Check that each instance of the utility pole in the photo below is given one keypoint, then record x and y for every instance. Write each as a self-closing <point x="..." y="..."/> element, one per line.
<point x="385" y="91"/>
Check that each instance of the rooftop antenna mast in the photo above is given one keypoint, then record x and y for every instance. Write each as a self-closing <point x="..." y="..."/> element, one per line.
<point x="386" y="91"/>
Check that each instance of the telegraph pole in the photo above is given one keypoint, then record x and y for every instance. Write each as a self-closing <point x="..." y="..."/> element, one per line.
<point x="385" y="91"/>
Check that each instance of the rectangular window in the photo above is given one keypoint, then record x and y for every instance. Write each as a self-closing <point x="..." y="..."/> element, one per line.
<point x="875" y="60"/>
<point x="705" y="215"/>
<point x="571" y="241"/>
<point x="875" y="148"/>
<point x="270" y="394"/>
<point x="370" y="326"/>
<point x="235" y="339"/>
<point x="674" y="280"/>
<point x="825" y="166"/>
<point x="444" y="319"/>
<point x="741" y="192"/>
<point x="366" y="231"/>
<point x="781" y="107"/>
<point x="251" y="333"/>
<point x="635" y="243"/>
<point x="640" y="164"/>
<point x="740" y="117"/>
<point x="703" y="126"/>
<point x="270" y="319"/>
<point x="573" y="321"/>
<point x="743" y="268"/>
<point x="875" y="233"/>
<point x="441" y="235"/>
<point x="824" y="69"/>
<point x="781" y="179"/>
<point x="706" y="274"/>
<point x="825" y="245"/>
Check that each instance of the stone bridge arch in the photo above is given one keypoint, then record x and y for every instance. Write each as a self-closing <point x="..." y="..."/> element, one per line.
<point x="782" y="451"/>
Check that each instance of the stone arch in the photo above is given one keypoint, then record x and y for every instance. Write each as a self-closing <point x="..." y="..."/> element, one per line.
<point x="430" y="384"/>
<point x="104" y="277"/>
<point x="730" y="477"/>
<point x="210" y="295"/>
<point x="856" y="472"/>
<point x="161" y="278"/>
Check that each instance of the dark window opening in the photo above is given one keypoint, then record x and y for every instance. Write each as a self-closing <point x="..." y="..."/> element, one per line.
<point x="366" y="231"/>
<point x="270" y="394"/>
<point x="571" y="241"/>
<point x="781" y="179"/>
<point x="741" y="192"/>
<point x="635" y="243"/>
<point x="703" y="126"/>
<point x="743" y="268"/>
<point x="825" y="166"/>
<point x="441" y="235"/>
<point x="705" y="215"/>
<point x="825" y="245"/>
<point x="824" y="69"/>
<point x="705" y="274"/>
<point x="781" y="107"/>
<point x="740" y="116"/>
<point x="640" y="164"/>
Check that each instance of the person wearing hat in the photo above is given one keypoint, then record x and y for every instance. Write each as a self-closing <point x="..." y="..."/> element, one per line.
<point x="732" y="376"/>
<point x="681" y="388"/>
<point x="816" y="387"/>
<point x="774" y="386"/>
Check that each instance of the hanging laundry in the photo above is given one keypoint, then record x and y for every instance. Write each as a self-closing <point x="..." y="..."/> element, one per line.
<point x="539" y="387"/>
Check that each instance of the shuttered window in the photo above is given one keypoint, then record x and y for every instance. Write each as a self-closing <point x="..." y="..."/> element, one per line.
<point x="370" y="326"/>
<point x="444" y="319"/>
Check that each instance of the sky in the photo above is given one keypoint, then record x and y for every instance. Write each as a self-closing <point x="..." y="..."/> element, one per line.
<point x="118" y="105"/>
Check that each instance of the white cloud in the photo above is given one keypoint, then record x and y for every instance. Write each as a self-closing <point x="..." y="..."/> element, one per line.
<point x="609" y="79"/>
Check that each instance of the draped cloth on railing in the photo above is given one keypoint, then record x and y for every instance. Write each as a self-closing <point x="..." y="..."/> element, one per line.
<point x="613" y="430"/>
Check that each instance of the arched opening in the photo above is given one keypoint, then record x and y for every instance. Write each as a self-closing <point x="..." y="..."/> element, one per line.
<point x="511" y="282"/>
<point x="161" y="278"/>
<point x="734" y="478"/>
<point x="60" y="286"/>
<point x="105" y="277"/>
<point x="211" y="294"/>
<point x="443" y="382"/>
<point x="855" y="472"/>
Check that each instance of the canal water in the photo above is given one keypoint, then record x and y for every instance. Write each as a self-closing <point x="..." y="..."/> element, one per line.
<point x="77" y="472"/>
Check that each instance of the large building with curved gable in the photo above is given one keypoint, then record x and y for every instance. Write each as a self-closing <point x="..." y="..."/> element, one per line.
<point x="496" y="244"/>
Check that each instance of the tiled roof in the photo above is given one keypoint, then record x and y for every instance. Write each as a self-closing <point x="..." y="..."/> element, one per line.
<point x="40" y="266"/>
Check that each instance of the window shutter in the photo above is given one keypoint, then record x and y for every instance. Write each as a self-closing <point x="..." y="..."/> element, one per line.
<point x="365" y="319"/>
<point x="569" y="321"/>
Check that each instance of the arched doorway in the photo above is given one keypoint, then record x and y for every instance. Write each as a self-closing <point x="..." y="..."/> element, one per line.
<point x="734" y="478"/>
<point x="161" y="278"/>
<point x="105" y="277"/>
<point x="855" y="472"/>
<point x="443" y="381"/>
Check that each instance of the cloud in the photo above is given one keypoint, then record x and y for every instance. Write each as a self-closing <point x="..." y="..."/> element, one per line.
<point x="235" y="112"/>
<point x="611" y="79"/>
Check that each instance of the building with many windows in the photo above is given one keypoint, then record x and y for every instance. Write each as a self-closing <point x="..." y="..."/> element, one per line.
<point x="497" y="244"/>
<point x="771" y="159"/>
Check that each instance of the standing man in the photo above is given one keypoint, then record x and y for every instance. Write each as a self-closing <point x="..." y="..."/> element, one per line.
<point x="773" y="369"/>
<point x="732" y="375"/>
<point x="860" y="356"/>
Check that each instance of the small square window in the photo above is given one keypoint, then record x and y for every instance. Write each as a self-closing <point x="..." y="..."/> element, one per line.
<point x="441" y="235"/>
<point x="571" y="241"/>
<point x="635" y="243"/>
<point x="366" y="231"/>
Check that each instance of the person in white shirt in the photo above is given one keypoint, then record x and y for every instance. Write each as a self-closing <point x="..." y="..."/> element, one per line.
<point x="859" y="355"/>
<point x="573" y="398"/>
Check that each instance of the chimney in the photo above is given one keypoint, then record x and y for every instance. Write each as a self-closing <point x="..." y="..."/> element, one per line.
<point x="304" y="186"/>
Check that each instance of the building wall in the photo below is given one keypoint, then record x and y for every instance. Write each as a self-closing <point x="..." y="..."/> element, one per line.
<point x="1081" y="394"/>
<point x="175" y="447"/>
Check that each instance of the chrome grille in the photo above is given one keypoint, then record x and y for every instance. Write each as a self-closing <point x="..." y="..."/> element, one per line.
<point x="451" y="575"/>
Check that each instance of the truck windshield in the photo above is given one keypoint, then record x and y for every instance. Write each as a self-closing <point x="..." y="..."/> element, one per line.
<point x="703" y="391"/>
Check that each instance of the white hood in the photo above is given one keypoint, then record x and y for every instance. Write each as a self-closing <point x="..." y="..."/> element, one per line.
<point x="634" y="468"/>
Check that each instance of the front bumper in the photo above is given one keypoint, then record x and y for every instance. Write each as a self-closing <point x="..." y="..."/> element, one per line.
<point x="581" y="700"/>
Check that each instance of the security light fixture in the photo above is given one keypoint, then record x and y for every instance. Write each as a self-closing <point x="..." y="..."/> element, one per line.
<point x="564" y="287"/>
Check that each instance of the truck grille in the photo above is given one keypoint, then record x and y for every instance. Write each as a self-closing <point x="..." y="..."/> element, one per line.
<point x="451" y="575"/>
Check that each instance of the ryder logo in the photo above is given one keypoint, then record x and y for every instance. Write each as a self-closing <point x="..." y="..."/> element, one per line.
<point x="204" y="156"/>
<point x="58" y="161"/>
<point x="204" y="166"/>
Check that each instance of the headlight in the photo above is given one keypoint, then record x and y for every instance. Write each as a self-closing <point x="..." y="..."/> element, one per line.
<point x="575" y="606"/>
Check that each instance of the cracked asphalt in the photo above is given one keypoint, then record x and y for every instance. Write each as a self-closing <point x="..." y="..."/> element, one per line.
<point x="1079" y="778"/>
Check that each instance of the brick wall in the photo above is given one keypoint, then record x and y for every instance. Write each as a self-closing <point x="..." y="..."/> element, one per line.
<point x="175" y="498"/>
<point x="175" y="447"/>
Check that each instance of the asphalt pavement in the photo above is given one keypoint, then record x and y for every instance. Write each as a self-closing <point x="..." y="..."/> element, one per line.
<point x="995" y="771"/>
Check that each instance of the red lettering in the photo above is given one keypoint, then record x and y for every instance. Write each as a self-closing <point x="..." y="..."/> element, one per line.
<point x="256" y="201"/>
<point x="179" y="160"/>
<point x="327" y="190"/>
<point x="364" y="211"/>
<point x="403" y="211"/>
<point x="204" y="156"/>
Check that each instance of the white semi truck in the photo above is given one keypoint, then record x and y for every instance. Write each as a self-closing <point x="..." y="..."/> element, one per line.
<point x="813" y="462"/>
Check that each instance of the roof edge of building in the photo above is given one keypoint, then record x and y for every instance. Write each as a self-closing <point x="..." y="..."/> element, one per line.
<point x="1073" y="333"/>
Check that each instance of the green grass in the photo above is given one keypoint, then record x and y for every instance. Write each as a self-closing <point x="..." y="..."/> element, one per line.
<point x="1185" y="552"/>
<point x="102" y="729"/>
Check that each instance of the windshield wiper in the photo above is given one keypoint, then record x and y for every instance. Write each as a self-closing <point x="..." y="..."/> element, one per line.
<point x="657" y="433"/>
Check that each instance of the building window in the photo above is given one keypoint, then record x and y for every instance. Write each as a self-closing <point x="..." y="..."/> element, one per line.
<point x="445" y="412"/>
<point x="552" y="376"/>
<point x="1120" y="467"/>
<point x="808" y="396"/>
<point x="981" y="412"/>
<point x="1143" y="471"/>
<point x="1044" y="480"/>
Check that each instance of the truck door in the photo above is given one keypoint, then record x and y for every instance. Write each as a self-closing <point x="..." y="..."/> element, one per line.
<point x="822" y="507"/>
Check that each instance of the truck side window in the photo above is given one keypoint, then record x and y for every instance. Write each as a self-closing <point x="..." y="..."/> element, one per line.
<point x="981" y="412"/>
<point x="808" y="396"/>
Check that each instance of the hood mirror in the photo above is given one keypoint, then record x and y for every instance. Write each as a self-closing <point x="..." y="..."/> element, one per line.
========================================================================
(Task directions)
Can you convert the part of the entries that begins with the line containing "Check that each instance of the windshield" and runs through the last entry into a JSON list of strings, one string per line, with blank lines left out?

(Task answer)
[
  "Check that each instance of the windshield wiper in the photo above is given one keypoint, then record x and y for every instance. Write each as a self-closing <point x=\"...\" y=\"...\"/> element, one per line.",
  "<point x=\"657\" y=\"433\"/>",
  "Check that each instance of the building window in the photo above is given one keypoint, then record x and y for every instance. Write each as a self-closing <point x=\"...\" y=\"...\"/> element, one per line.",
  "<point x=\"445\" y=\"412\"/>",
  "<point x=\"552\" y=\"376\"/>",
  "<point x=\"1120\" y=\"467\"/>",
  "<point x=\"808\" y=\"396\"/>",
  "<point x=\"981\" y=\"412\"/>",
  "<point x=\"1143\" y=\"471\"/>",
  "<point x=\"1044\" y=\"480\"/>",
  "Check that each instance of the truck door in the photo above is given one keypoint, then record x and y for every instance. Write each as a self-closing <point x=\"...\" y=\"...\"/> element, one per line.",
  "<point x=\"822\" y=\"507\"/>",
  "Check that each instance of the truck side window in the photo above is given one keypoint, then record x and y for every instance. Write each as a self-closing <point x=\"...\" y=\"...\"/> element, one per line.",
  "<point x=\"981\" y=\"412\"/>",
  "<point x=\"808\" y=\"396\"/>",
  "Check that each instance of the hood mirror in the photo above is given one keypoint, then record x and y for every instance. Write each as a self-closing <point x=\"...\" y=\"...\"/> element, one per line."
]